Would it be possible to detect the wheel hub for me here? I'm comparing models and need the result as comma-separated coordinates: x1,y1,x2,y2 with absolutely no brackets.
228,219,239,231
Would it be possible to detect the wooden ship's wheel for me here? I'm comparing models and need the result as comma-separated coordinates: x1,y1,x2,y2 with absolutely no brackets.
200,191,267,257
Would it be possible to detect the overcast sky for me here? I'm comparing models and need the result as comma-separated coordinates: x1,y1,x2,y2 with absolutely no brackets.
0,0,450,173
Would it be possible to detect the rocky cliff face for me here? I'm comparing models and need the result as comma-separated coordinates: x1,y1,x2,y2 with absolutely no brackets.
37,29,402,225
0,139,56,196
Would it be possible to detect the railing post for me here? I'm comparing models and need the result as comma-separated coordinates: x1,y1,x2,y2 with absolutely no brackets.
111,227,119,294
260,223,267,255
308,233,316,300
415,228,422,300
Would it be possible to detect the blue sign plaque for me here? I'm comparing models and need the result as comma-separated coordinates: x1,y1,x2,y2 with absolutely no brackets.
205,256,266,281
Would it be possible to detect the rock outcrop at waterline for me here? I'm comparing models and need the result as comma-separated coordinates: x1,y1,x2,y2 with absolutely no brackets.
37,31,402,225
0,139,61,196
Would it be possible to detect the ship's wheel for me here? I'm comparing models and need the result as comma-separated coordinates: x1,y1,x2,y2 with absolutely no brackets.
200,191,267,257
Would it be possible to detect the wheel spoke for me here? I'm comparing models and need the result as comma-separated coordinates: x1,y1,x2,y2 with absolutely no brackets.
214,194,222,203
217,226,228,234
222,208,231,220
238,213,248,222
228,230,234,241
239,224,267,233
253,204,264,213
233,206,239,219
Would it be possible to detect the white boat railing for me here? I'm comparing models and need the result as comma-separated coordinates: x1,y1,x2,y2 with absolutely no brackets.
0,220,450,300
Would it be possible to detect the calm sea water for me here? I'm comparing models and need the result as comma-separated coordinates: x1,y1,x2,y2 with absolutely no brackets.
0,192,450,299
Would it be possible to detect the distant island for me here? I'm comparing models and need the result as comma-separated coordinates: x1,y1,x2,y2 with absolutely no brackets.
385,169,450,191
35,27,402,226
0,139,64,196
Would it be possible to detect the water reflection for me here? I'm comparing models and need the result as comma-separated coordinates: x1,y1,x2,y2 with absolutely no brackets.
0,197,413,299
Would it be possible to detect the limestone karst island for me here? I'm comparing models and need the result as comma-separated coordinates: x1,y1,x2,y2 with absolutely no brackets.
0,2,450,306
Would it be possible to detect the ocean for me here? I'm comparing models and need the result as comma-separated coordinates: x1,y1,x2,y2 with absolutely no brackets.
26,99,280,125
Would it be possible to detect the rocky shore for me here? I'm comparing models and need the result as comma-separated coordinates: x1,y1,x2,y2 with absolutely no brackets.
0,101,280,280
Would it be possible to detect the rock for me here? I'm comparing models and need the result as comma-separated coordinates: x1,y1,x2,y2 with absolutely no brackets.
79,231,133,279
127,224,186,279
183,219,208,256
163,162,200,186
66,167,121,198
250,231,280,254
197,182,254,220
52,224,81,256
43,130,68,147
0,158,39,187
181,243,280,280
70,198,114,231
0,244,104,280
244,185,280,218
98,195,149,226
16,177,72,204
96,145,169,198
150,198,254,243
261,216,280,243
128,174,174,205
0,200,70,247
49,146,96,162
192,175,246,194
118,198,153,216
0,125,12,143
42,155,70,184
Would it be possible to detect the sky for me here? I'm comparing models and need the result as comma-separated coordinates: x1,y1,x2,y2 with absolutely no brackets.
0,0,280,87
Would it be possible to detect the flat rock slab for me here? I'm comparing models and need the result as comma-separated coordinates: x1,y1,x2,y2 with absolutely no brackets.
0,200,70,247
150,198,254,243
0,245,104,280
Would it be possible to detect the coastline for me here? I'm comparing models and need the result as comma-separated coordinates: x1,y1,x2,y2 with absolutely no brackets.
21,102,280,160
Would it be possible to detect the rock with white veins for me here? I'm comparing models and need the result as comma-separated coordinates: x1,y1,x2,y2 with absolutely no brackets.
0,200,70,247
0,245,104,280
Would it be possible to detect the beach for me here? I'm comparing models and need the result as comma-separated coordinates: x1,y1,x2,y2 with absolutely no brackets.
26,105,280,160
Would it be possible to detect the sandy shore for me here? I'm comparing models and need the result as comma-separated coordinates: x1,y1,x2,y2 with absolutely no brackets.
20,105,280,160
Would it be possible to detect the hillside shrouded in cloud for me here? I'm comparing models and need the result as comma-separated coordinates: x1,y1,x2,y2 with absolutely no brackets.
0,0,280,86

DIRECTION>
Please rewrite the data from the line containing "Would it be possible to detect the rock outcrop" down through the line containing "233,206,239,219", both included, as a Markdown table with the columns Row and Entry. Number each line in Row and leave out any blank lines.

TASK RESPONSE>
| Row | Entry |
|---|---|
| 1 | Would it be possible to detect the rock outcrop at waterline for me here? I'm comparing models and need the result as comma-separated coordinates: x1,y1,x2,y2 with absolutely no brackets. |
| 2 | 37,31,402,225 |
| 3 | 0,139,61,196 |
| 4 | Would it be possible to detect the ship's wheel for me here? I'm comparing models and need the result as comma-separated coordinates: x1,y1,x2,y2 with absolutely no brackets. |
| 5 | 200,191,267,257 |
| 6 | Would it be possible to detect the wheel spoke for me here? I'm comparing models and need the result as comma-separated coordinates: x1,y1,x2,y2 with absolutely no brackets. |
| 7 | 214,194,222,203 |
| 8 | 217,226,228,234 |
| 9 | 222,208,231,220 |
| 10 | 238,213,248,222 |
| 11 | 228,230,234,241 |
| 12 | 239,224,267,233 |
| 13 | 253,204,264,213 |
| 14 | 233,206,239,219 |